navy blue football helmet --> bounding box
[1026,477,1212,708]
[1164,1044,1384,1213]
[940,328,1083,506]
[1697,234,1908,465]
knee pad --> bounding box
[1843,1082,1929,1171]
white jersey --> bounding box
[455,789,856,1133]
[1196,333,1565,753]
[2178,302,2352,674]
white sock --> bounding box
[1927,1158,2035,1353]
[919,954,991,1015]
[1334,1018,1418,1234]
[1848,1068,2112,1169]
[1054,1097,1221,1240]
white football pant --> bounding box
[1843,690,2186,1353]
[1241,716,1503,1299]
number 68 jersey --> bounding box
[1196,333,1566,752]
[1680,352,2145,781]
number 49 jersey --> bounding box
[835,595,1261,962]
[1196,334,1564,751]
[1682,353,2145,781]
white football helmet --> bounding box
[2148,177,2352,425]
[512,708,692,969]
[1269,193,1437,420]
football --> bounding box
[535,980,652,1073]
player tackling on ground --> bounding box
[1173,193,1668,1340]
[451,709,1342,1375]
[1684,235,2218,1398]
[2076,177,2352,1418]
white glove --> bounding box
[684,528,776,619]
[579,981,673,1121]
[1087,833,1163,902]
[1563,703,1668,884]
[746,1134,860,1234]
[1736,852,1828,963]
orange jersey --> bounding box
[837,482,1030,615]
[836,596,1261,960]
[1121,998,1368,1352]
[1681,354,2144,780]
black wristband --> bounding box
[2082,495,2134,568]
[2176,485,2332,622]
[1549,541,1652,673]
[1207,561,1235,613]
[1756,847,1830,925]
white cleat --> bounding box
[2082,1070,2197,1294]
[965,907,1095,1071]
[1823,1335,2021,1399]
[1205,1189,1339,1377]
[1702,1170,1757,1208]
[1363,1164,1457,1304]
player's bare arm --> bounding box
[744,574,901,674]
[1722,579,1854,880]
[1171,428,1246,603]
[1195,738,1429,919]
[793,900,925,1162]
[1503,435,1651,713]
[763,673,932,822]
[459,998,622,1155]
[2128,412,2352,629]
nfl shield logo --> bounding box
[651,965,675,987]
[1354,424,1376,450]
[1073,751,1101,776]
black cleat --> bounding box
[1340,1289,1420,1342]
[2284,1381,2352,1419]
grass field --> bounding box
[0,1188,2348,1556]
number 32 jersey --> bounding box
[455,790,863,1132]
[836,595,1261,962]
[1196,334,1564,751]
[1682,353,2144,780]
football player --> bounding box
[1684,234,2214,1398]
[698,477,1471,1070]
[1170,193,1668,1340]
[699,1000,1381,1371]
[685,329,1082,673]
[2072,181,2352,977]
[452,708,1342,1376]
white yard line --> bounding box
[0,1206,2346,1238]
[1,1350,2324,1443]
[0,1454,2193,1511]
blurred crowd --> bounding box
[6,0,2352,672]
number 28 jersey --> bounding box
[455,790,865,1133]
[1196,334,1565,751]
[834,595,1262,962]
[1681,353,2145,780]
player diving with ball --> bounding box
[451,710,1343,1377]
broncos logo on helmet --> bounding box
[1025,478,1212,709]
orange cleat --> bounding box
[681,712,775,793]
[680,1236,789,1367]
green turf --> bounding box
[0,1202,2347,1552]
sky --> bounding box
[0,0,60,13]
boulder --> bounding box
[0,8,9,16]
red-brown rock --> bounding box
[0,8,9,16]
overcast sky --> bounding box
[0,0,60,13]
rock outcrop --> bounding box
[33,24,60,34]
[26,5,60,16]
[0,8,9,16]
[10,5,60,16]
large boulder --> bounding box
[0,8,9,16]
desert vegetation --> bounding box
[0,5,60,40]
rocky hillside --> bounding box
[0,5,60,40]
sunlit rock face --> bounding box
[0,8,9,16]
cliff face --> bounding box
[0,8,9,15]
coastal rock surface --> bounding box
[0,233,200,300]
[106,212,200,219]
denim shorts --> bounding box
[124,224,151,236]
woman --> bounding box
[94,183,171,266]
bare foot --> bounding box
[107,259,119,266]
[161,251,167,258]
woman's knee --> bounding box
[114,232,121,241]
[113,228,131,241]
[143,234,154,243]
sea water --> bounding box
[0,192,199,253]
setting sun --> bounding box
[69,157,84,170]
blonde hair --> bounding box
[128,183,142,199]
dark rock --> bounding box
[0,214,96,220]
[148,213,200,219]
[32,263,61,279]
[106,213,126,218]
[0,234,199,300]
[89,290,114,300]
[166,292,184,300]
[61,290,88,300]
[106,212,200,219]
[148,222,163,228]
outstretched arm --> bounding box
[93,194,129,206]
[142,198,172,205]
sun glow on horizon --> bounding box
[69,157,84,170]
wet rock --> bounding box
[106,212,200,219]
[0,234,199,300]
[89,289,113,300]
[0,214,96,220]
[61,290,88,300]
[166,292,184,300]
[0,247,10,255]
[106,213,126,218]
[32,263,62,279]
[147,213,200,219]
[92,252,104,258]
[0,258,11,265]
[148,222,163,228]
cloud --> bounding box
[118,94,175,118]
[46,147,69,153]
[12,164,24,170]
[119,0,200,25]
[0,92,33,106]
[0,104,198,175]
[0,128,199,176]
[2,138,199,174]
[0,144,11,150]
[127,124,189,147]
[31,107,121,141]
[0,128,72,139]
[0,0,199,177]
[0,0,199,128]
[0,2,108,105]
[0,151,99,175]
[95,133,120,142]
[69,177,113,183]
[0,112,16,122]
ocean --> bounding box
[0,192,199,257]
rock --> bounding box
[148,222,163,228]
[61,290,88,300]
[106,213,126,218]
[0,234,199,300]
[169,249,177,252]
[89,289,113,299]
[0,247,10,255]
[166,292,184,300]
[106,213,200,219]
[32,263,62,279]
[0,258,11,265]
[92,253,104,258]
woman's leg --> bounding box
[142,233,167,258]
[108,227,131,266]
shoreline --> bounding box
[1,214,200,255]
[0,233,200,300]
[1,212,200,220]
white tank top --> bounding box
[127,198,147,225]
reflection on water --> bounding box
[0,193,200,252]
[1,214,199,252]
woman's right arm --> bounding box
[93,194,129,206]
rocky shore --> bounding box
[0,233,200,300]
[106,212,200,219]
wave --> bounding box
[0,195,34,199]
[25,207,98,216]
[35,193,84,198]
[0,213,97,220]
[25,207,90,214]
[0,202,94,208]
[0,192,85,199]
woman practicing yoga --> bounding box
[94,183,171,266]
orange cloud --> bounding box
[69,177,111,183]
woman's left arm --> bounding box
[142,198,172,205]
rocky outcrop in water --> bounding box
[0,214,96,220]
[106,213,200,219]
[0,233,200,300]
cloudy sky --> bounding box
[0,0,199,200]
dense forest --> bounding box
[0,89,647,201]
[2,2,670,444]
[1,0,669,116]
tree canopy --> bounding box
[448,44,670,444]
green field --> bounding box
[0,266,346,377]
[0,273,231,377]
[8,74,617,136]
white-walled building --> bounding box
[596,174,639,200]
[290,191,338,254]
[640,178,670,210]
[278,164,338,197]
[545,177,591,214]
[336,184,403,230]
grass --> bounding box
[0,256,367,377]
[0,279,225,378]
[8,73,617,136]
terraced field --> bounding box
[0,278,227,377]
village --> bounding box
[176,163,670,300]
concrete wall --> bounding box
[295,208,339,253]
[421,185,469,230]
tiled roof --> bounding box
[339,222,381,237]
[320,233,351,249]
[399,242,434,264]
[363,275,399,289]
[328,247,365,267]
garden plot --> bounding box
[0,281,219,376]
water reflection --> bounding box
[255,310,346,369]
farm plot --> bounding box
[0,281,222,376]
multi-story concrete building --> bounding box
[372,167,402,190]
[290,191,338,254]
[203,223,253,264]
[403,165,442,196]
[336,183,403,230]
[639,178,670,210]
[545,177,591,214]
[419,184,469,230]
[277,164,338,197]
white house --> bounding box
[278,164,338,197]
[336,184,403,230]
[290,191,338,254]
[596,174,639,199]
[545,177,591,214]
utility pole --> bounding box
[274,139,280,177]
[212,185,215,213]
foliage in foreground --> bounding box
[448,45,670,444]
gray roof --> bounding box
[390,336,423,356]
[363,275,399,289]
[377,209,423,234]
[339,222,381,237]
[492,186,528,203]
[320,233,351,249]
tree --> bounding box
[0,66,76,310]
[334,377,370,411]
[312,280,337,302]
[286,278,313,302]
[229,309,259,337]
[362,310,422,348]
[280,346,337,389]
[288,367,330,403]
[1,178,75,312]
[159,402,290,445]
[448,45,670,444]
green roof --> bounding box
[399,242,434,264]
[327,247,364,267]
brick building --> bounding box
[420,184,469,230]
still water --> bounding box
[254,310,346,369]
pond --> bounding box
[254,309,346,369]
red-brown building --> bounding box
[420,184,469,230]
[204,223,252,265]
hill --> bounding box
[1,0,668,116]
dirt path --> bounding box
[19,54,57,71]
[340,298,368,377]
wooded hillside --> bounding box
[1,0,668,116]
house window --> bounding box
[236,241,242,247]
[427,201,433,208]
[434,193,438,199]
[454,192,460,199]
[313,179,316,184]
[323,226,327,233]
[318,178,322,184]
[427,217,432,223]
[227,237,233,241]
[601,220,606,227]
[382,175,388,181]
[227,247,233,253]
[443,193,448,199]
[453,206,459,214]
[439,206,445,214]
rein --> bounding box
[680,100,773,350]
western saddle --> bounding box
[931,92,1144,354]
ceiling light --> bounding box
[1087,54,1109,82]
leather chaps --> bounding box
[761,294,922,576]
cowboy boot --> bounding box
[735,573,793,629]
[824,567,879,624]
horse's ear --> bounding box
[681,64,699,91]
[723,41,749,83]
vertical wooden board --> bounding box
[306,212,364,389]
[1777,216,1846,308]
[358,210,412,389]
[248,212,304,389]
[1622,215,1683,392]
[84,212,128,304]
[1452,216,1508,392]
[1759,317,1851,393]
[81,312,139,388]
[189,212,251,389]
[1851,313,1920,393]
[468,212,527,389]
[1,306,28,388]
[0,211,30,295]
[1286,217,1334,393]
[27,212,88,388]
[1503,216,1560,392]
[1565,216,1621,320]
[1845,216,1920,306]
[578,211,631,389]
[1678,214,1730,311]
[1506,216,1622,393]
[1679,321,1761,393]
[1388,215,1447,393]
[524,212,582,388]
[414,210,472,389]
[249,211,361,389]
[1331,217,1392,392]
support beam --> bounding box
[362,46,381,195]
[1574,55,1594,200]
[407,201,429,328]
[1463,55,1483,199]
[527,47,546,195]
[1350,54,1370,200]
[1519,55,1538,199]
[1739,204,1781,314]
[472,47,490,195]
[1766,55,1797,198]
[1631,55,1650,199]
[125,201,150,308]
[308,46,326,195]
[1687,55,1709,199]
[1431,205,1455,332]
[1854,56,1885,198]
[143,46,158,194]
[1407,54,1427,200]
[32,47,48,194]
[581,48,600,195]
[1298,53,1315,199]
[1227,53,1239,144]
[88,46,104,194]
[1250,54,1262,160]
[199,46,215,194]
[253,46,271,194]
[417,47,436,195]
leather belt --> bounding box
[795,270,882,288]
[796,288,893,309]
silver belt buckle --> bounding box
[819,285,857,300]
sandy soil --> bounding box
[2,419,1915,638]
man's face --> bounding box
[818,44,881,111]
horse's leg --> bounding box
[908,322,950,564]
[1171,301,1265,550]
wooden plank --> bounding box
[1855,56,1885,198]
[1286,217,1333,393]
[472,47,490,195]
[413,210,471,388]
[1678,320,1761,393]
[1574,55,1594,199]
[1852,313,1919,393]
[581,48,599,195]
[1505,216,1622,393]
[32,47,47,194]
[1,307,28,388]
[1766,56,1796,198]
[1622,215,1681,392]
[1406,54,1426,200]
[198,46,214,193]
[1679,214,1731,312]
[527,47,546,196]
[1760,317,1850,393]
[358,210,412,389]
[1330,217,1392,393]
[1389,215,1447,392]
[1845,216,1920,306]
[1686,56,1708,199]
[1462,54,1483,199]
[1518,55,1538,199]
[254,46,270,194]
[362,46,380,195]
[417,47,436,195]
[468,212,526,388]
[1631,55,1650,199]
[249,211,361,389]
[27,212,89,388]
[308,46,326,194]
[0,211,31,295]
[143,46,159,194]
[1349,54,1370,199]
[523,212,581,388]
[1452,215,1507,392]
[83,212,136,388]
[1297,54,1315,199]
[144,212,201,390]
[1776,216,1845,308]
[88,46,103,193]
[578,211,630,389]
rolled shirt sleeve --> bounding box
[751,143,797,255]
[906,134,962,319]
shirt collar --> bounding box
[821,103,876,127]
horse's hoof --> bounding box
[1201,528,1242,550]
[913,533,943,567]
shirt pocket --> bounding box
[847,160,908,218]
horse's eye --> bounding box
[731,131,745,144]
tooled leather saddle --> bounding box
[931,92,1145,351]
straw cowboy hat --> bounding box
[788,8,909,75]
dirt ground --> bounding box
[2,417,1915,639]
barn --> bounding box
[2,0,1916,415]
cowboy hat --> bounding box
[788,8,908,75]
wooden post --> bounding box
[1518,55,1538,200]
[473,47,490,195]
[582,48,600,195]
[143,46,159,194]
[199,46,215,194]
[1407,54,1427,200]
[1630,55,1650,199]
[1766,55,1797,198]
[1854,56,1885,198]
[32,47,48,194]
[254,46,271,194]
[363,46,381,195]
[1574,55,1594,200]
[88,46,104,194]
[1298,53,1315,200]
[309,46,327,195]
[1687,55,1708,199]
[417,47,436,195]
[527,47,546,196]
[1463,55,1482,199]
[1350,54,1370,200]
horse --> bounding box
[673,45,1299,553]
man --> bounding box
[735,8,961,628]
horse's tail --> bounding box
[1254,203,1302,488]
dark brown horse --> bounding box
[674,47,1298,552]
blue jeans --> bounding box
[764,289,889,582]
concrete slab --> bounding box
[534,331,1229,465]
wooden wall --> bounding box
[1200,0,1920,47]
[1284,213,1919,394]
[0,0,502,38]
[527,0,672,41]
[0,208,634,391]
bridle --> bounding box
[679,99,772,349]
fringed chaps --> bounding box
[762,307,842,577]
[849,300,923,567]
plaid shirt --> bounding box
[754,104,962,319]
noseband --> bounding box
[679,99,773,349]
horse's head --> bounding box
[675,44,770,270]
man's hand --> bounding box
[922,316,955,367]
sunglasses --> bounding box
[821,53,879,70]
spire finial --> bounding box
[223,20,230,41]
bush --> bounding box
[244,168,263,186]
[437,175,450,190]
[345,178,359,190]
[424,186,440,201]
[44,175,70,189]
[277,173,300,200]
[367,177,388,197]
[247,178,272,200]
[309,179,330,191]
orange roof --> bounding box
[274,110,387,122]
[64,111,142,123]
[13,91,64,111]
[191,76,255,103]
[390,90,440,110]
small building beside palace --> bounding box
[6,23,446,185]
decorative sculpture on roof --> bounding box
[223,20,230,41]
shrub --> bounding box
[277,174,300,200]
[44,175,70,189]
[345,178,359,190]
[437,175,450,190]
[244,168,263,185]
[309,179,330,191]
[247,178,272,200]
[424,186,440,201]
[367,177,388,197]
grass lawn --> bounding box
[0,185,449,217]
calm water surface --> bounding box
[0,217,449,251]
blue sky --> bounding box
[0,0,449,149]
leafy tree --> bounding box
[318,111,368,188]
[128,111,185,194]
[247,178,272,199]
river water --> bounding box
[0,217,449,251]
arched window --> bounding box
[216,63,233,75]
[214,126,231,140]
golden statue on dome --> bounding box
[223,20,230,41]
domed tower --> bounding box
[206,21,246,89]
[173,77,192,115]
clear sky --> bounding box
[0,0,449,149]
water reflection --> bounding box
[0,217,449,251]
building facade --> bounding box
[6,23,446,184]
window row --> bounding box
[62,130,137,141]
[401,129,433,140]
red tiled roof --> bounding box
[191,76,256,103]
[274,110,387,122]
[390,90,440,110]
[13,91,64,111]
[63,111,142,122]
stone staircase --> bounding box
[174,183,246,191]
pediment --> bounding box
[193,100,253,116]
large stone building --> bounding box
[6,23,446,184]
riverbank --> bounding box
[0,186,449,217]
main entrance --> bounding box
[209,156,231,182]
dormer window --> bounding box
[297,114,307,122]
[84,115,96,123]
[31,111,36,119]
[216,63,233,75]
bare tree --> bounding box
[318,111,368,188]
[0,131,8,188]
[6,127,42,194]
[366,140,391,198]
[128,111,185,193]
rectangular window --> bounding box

### Exercise requirements
Only the lines from the one with "main entrance --> bounding box" through the end of the material are wanted; copy them exactly, both ends included.

### Response to this task
main entrance --> bounding box
[209,156,231,182]
dormer window --> bounding box
[297,114,307,122]
[84,115,96,123]
[31,111,36,119]
[216,63,233,75]
bare tree --> bounding box
[318,111,368,188]
[0,131,8,188]
[6,127,42,194]
[366,140,391,198]
[128,111,185,193]
rectangular window --> bounding box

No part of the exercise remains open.